__Zadanie pisemne a__
Odpowiedz krótko na podstawie wątku z forum:
(i) Co nie zostało wymienione w aucie osoby, która nie rusza się z parkingu?
(ii) Dokąd jedzie jutro osoba, która będzie na włoskim dniu?
(iii) W jaki kolor wpada bella osoby, która widziała srebrną w Świebodzicach?

U mnie też ciężko bo przegub nie wymieniony i nie ruszam się alfa z parkingu, za duże ryzyko ;/
Printable View
U mnie też ciężko bo przegub nie wymieniony i nie ruszam się alfa z parkingu, za duże ryzyko ;/
no to skoro nikt sie nie pojawi to ja też nie będę sam jechał. Do następnego razu. Może za tydzien we wro na włoskim dniu sie spotkamy??
Ja na włoskim będę. A szkoda co do jutra bo jadę do bielawy to bym wpadł ;)
Witam, ja też chętny
ooo nowy Kolega, miło widzieć, witamy :)
a co do spotu to jak tylko wreszcie się rozpogodzi to trzeba koniecznie coś zorganizować bo już dawno żadnego spota nie było ;) może wreszcie nam ten grill wypali?? jakaś miejscówka między Świdnicą a Wrocławiem albo na Przełęczy Walimskiej któregoś pięknego słonecznego dnia :)
witam ja rozniez sie pisze:p
Witam, a więc moja bella to nie ta srebrna, moja wpada bardziej w szary metalik, ale tą srebrną w świebodzicach widziałem, ale nie znam właściciela, jeżeli chodzi o spot to czekam na jakieś info, jeżeli tylko czas pozwoli to zapakuje rodzinke i droge na grilla :) pozdrowienia
a kolego w którym miejscu w Świebodzicach widziałeś tą 166 na Żeromskiego może, jeśli tak to mojej żony do pracy tam dojeżdza
Ja jestem za przełęczą, uwielbiam tamte regiony :)

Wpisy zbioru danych
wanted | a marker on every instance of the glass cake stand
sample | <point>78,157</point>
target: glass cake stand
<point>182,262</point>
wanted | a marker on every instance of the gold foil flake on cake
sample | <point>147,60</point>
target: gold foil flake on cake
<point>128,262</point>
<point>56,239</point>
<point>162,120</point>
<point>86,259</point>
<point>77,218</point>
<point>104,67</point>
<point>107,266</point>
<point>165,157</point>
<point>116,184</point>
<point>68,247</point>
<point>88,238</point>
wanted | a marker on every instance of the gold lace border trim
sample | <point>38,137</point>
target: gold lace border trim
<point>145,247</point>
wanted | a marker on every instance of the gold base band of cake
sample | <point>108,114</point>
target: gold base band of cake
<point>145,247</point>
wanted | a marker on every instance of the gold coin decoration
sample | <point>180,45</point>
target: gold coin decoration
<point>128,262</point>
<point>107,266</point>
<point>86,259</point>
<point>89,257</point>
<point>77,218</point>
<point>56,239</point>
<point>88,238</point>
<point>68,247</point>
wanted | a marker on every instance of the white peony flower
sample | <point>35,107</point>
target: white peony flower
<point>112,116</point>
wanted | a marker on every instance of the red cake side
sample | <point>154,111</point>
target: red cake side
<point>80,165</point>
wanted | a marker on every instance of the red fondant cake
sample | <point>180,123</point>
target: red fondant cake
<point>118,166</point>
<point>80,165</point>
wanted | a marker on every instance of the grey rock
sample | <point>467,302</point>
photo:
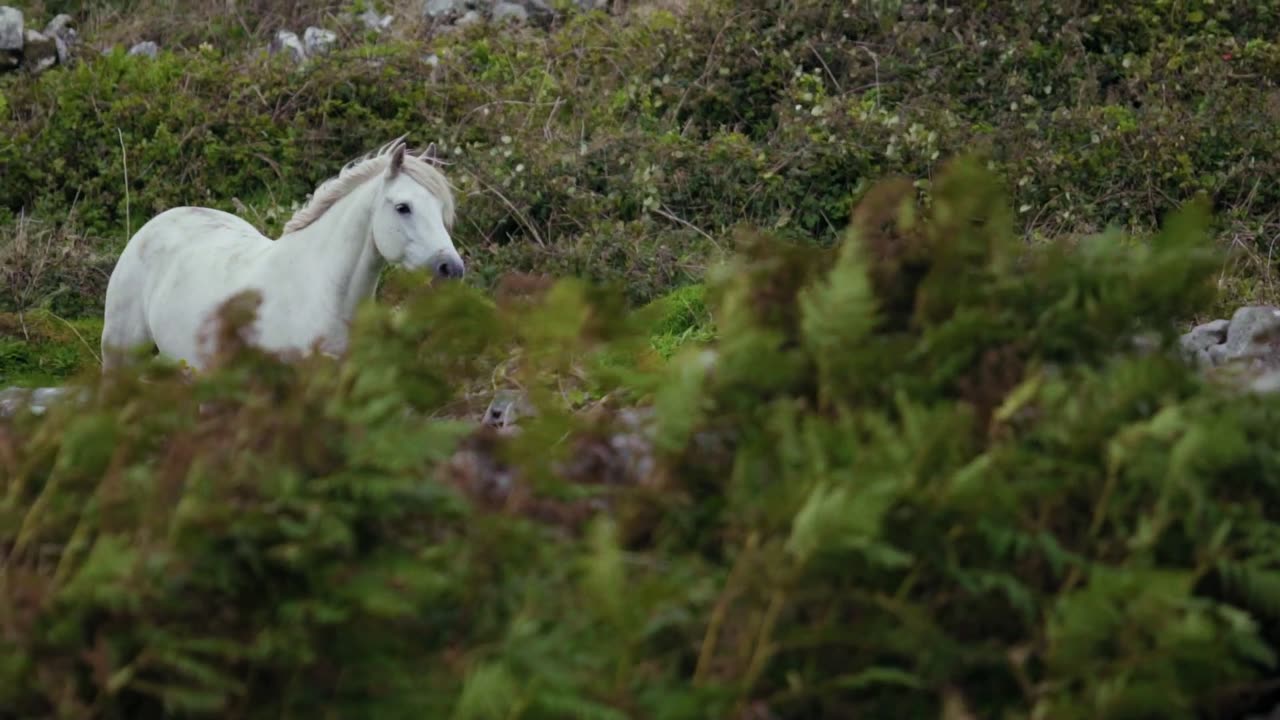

__Zadanie pisemne b__
Zaktualizuj wpisy od wiersza z "wanted | a marker on every instance of the red cake" do końca wpisów, włącznie z obu stron: zamień "red" na "crimson", a resztę zostaw bez zmian. Podaj tylko te wiersze, bez obrazków.

__Poprawna odpowiedź a__
(i) Przegub.
(ii) Do Bielawy.
(iii) Bardziej w szary metalik.

__Poprawna odpowiedź b__
wanted | a marker on every instance of the crimson cake side
sample | <point>154,111</point>
target: crimson cake side
<point>80,165</point>
wanted | a marker on every instance of the crimson fondant cake
sample | <point>180,123</point>
target: crimson fondant cake
<point>118,166</point>
<point>80,165</point>
wanted | a marker on every instance of the grey rock
sample | <point>467,302</point>
photo:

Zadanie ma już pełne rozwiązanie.